┌─ THE INPUT
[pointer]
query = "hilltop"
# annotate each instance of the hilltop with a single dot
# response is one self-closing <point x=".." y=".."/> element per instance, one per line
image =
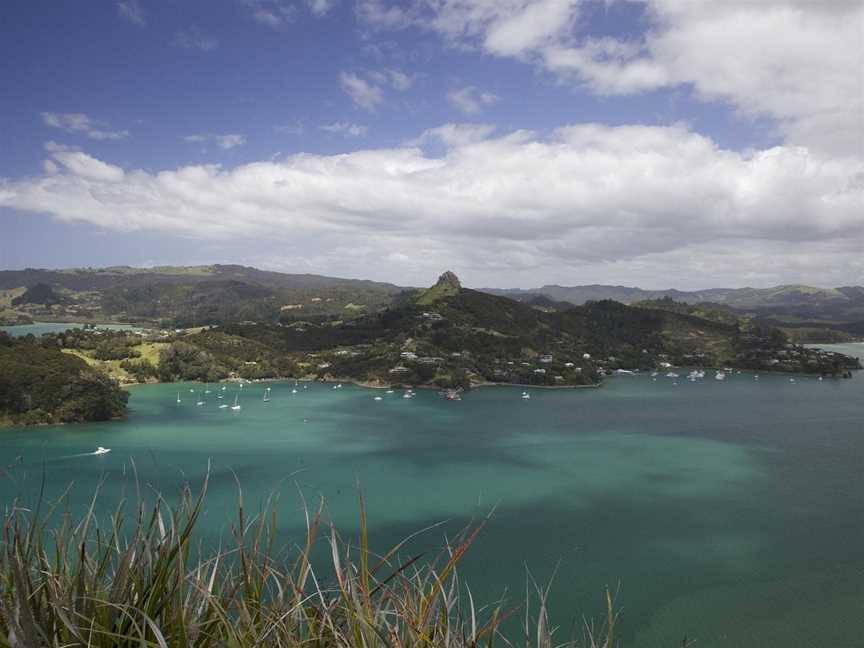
<point x="445" y="336"/>
<point x="805" y="313"/>
<point x="183" y="296"/>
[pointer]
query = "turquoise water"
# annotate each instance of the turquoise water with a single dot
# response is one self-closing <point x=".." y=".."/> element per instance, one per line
<point x="732" y="512"/>
<point x="39" y="328"/>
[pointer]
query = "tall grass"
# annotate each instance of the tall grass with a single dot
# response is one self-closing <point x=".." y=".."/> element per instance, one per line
<point x="146" y="580"/>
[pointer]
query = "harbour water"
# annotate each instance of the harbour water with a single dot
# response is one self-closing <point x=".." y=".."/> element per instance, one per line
<point x="40" y="328"/>
<point x="728" y="511"/>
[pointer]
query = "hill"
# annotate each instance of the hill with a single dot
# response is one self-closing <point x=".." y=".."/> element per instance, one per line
<point x="184" y="296"/>
<point x="805" y="312"/>
<point x="452" y="336"/>
<point x="41" y="384"/>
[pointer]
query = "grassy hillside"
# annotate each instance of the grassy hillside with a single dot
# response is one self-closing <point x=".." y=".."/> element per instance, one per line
<point x="41" y="384"/>
<point x="183" y="297"/>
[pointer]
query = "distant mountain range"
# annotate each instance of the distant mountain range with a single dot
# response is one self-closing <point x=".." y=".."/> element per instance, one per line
<point x="217" y="294"/>
<point x="183" y="296"/>
<point x="792" y="303"/>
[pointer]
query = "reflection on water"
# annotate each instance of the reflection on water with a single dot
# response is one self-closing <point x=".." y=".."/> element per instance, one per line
<point x="730" y="512"/>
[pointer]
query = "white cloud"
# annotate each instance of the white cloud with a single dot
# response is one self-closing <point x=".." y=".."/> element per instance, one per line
<point x="346" y="129"/>
<point x="662" y="204"/>
<point x="195" y="38"/>
<point x="797" y="61"/>
<point x="295" y="128"/>
<point x="470" y="100"/>
<point x="226" y="141"/>
<point x="365" y="94"/>
<point x="321" y="8"/>
<point x="81" y="123"/>
<point x="276" y="14"/>
<point x="454" y="135"/>
<point x="131" y="11"/>
<point x="366" y="88"/>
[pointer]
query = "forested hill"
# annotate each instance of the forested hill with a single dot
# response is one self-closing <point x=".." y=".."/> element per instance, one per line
<point x="183" y="296"/>
<point x="41" y="384"/>
<point x="805" y="313"/>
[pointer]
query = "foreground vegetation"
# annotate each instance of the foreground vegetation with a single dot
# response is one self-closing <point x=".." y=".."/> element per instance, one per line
<point x="145" y="581"/>
<point x="446" y="336"/>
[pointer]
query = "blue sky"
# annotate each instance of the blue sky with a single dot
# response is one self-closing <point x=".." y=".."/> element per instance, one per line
<point x="516" y="142"/>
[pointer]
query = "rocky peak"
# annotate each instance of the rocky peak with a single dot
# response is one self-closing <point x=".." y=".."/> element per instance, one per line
<point x="449" y="280"/>
<point x="448" y="285"/>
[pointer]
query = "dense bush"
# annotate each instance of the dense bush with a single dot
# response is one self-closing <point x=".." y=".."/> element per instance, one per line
<point x="40" y="384"/>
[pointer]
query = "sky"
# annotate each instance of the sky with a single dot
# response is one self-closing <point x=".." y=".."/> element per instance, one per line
<point x="665" y="143"/>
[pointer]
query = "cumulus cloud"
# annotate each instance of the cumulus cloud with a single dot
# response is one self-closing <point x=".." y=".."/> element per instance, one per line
<point x="131" y="11"/>
<point x="365" y="94"/>
<point x="366" y="88"/>
<point x="82" y="124"/>
<point x="321" y="8"/>
<point x="797" y="61"/>
<point x="346" y="129"/>
<point x="276" y="14"/>
<point x="570" y="202"/>
<point x="295" y="128"/>
<point x="226" y="141"/>
<point x="195" y="38"/>
<point x="470" y="100"/>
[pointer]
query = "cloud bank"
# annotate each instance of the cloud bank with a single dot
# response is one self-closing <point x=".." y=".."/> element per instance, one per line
<point x="586" y="196"/>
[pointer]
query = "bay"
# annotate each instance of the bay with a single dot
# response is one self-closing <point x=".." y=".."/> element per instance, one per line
<point x="40" y="328"/>
<point x="727" y="511"/>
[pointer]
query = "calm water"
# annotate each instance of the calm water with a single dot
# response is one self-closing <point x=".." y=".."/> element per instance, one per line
<point x="39" y="328"/>
<point x="730" y="511"/>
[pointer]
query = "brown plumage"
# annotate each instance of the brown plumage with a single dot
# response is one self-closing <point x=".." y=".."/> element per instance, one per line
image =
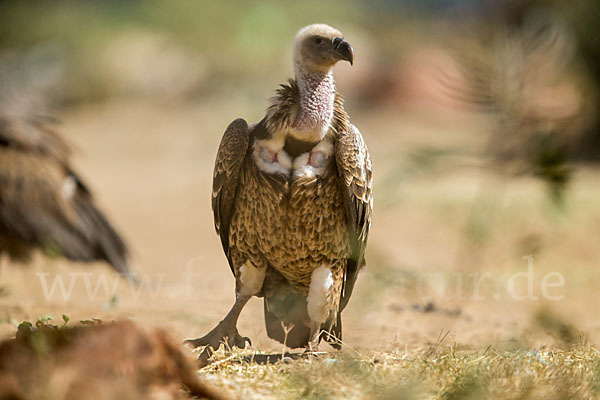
<point x="292" y="201"/>
<point x="44" y="204"/>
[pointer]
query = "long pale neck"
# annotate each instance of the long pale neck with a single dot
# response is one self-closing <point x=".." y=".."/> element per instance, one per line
<point x="317" y="96"/>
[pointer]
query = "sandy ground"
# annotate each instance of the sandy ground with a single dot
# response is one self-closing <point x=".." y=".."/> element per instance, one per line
<point x="428" y="275"/>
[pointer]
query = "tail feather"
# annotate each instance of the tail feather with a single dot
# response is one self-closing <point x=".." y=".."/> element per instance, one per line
<point x="103" y="241"/>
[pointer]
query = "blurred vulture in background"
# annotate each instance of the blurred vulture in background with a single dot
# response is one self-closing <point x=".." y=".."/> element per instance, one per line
<point x="44" y="204"/>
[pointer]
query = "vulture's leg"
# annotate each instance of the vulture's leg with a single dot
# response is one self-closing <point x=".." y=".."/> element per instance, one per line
<point x="226" y="331"/>
<point x="249" y="282"/>
<point x="319" y="303"/>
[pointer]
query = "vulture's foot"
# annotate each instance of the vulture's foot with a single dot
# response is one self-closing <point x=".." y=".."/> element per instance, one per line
<point x="224" y="333"/>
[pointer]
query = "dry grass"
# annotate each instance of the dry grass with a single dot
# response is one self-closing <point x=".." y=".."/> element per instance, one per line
<point x="432" y="373"/>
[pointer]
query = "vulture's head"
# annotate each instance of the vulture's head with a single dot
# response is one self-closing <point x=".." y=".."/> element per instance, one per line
<point x="319" y="47"/>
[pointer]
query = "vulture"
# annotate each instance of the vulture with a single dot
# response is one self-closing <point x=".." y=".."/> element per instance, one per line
<point x="292" y="202"/>
<point x="44" y="204"/>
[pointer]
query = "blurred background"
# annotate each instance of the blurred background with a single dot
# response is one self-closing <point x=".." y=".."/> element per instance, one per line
<point x="480" y="116"/>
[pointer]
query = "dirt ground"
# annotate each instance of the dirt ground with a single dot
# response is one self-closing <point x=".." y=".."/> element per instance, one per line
<point x="449" y="234"/>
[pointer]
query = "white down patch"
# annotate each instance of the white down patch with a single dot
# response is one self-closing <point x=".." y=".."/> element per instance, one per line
<point x="317" y="302"/>
<point x="313" y="164"/>
<point x="271" y="158"/>
<point x="251" y="279"/>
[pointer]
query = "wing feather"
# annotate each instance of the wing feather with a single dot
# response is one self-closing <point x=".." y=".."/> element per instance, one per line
<point x="44" y="203"/>
<point x="355" y="172"/>
<point x="228" y="165"/>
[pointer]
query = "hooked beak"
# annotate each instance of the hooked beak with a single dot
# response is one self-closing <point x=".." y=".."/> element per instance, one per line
<point x="343" y="49"/>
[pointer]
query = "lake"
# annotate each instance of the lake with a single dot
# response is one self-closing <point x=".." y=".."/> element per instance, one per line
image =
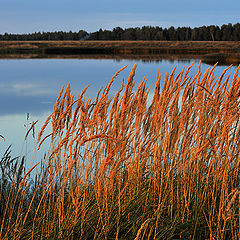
<point x="32" y="86"/>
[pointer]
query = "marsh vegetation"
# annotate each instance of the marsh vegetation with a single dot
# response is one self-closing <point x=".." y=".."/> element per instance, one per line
<point x="131" y="167"/>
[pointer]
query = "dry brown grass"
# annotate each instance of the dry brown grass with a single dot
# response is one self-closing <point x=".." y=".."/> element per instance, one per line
<point x="117" y="168"/>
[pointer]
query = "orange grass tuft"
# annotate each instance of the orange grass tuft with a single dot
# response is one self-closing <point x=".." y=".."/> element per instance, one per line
<point x="126" y="169"/>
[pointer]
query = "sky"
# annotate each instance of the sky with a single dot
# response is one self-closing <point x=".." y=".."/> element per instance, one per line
<point x="27" y="16"/>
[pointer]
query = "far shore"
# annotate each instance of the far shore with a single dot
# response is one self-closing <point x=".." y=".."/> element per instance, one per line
<point x="223" y="52"/>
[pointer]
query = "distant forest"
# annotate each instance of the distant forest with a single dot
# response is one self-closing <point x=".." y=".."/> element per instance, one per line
<point x="227" y="32"/>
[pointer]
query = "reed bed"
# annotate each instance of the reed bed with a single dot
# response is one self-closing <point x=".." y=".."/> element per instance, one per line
<point x="121" y="168"/>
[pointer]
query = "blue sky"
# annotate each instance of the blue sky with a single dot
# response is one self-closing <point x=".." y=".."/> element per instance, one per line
<point x="25" y="16"/>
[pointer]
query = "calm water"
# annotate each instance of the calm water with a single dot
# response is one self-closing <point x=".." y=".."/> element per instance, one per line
<point x="32" y="85"/>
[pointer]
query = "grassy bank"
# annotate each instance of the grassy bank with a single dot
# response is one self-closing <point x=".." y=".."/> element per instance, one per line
<point x="124" y="168"/>
<point x="153" y="50"/>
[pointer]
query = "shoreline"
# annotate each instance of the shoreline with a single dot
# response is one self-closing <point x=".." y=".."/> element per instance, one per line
<point x="210" y="52"/>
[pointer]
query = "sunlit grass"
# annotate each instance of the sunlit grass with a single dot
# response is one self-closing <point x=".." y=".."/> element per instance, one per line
<point x="121" y="169"/>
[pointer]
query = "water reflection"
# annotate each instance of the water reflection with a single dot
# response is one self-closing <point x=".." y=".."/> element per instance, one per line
<point x="32" y="85"/>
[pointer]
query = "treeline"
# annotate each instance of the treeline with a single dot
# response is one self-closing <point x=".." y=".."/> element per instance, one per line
<point x="45" y="36"/>
<point x="227" y="32"/>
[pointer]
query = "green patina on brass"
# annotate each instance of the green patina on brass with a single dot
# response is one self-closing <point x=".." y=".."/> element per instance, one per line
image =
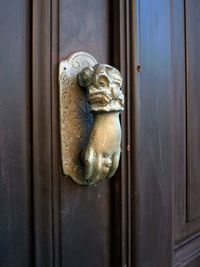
<point x="90" y="103"/>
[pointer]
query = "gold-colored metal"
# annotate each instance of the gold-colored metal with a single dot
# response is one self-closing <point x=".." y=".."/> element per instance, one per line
<point x="90" y="103"/>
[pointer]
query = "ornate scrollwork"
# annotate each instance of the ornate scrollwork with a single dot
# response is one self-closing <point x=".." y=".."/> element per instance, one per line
<point x="103" y="83"/>
<point x="90" y="144"/>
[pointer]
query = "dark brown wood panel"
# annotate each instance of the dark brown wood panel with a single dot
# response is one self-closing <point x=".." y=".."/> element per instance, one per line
<point x="85" y="211"/>
<point x="185" y="89"/>
<point x="15" y="147"/>
<point x="193" y="106"/>
<point x="42" y="139"/>
<point x="179" y="145"/>
<point x="153" y="214"/>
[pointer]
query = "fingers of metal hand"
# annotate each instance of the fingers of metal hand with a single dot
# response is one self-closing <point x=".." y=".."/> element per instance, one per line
<point x="106" y="164"/>
<point x="89" y="160"/>
<point x="115" y="164"/>
<point x="96" y="170"/>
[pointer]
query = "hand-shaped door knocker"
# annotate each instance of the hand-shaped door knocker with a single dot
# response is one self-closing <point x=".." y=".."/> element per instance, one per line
<point x="90" y="102"/>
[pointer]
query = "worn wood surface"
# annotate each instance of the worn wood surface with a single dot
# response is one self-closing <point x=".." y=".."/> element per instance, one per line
<point x="85" y="211"/>
<point x="153" y="190"/>
<point x="15" y="146"/>
<point x="126" y="221"/>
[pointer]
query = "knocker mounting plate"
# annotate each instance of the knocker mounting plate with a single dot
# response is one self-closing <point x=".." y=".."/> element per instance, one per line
<point x="90" y="102"/>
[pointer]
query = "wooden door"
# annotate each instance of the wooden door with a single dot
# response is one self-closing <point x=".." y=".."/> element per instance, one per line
<point x="147" y="215"/>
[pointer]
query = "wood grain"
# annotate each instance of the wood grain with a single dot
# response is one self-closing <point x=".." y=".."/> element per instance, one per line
<point x="15" y="146"/>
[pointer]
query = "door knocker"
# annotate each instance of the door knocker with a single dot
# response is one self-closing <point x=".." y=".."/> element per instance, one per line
<point x="90" y="102"/>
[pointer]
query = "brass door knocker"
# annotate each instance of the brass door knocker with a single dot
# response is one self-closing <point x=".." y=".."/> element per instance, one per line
└─
* EXERCISE AIM
Your task is to repeat the opening line of the entries above and each line after it, ending with the line that has "# annotate each instance of the white cloud". Do not include the pictures.

* OUTPUT
[pointer]
query = "hilltop"
# annotate each instance of the hilltop with a single dot
# response is one self-closing <point x=".." y=".."/> element per instance, one per line
image =
<point x="445" y="336"/>
<point x="805" y="313"/>
<point x="183" y="296"/>
[pointer]
query = "turquoise water"
# annotate each instance of the turquoise water with a single dot
# response is one self-closing <point x=".." y=".."/> element per instance, one per line
<point x="732" y="512"/>
<point x="39" y="328"/>
[pointer]
query = "tall grass"
# annotate each instance of the tall grass with a single dot
# response is one self-closing <point x=".." y=".."/> element per instance, one per line
<point x="146" y="580"/>
[pointer]
query = "harbour water"
# annotate each instance of the harbour water with a single dot
# response is one self-closing <point x=".." y=".."/> element per instance, one per line
<point x="40" y="328"/>
<point x="728" y="511"/>
[pointer]
query = "hill"
# annotate each instance of the hill with a single dot
# response is one self-closing <point x=".." y=".."/> element per instance, one per line
<point x="184" y="296"/>
<point x="805" y="312"/>
<point x="452" y="336"/>
<point x="41" y="384"/>
[pointer]
query = "grassy hillside"
# annotate each instance of the grassy hillside with a single dot
# response is one self-closing <point x=".." y=".."/> element per instance, one per line
<point x="41" y="384"/>
<point x="183" y="297"/>
[pointer]
query = "distant mountain range"
# annotate each instance of the distant mountain range with a single dot
# response is one self-closing <point x=".." y=".."/> element per instance, one per line
<point x="217" y="294"/>
<point x="183" y="296"/>
<point x="792" y="303"/>
[pointer]
query = "reflection on water"
# annotate each instance of the reflection on water with a single dot
# response is one self-closing <point x=".." y=".."/> element per instance, one per line
<point x="730" y="512"/>
[pointer]
query = "white cloud"
# annotate each instance of the white cloud with a single dot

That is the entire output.